— start Text to read —

There are also three legends or myths that possibly explain the origin of Tunasan's name:
 Tunasan was apparently named after Datu Tuna Asomal, who was registered as the landowner of the area according to a document of ownership called Torrens Title. His father Datu Manaplo founded the present-day settlement as Bagbagan in the mid-13th century as they settled here upon docking at Laguna de Bay from Panay and Ancient Tondo (present-day Manila). Bagbagan was said to be later renamed as Tunasan in 1735.
According to old folks, Tunasan was a haven of hardened criminals and pirates (Tagalog: tulisan), hence it was called as such.
According to a legend, when the Americans stocked their tuna sardines in the area, the people hide them. Every time they eat, they send an errand boy to get some and he would ask “where?” (Tagalog: s'an, shortened term of saan). Being so repeatedly at the passage of time, the term Tuna-san was coined which became the name of the place.

— end Text to read —

→ **Task requirements**:
1. Decide whether each statement agrees with the text above on the origin of Tunasan's name. Answer yes or no for each, and quote the deciding words from the text.
(a) Datu Manaplo founded the settlement as Bagbagan in the mid-13th century.
(b) Bagbagan was renamed Tunasan in 1835.
(c) The explanation about criminals and pirates comes from a document of ownership.
2. List every Tagalog word that the text on Tunasan's name gives, including any full form of a shortened word.
3. In the text on Tunasan's name, who was registered as the landowner of the area according to the Torrens Title?

— start Recorded data —

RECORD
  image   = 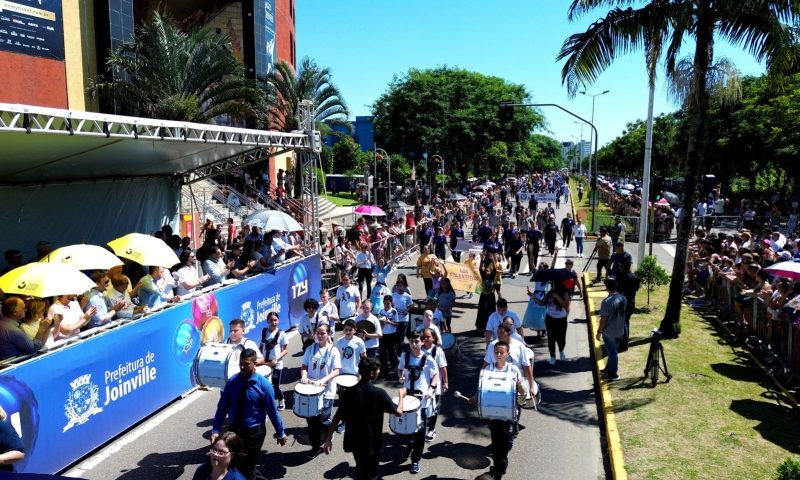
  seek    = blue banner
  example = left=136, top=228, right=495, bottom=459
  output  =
left=0, top=256, right=321, bottom=473
left=0, top=0, right=64, bottom=60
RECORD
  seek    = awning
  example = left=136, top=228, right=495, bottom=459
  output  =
left=0, top=103, right=311, bottom=185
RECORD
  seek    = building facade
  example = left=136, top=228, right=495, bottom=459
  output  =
left=0, top=0, right=296, bottom=111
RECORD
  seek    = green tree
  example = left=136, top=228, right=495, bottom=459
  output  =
left=558, top=0, right=800, bottom=337
left=636, top=255, right=669, bottom=305
left=89, top=13, right=264, bottom=124
left=372, top=67, right=543, bottom=180
left=265, top=57, right=353, bottom=132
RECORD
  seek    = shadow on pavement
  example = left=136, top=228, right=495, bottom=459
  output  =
left=116, top=447, right=208, bottom=480
left=730, top=398, right=800, bottom=455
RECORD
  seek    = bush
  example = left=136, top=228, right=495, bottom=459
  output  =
left=774, top=458, right=800, bottom=480
left=636, top=255, right=669, bottom=305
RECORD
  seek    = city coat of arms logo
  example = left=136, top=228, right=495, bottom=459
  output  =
left=63, top=374, right=103, bottom=432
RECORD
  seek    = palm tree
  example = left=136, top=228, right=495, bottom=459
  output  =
left=558, top=0, right=800, bottom=337
left=89, top=13, right=264, bottom=123
left=265, top=57, right=353, bottom=197
left=266, top=57, right=352, bottom=132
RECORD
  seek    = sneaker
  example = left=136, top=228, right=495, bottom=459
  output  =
left=306, top=447, right=322, bottom=460
left=400, top=444, right=411, bottom=460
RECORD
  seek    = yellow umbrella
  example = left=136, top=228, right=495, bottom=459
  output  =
left=42, top=244, right=122, bottom=270
left=0, top=262, right=95, bottom=298
left=108, top=233, right=179, bottom=267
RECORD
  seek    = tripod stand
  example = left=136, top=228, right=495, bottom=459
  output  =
left=642, top=328, right=672, bottom=387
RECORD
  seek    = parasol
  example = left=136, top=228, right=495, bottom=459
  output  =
left=108, top=233, right=180, bottom=267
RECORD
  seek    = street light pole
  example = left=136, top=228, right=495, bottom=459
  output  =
left=580, top=90, right=611, bottom=191
left=375, top=146, right=392, bottom=203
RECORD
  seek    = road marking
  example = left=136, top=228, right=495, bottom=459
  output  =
left=64, top=330, right=297, bottom=477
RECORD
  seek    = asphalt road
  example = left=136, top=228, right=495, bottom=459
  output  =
left=65, top=197, right=671, bottom=480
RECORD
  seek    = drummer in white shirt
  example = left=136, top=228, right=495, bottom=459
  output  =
left=481, top=317, right=533, bottom=404
left=355, top=300, right=383, bottom=358
left=336, top=274, right=361, bottom=319
left=225, top=314, right=269, bottom=365
left=422, top=328, right=448, bottom=442
left=300, top=325, right=342, bottom=459
left=485, top=298, right=525, bottom=345
left=397, top=332, right=439, bottom=473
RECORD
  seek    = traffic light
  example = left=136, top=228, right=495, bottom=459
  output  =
left=499, top=100, right=514, bottom=123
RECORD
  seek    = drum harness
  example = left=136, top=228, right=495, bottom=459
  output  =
left=261, top=328, right=283, bottom=360
left=403, top=352, right=428, bottom=396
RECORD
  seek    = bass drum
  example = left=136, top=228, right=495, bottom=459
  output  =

— end Recorded data —

→ **In response**:
1.
(a) Yes: "His father Datu Manaplo founded the present-day settlement as Bagbagan in the mid-13th century"
(b) No: "Bagbagan was said to be later renamed as Tunasan in 1735."
(c) No: "According to old folks, Tunasan was a haven of hardened criminals and pirates"

2. tulisan, s'an, saan

3. Datu Tuna Asomal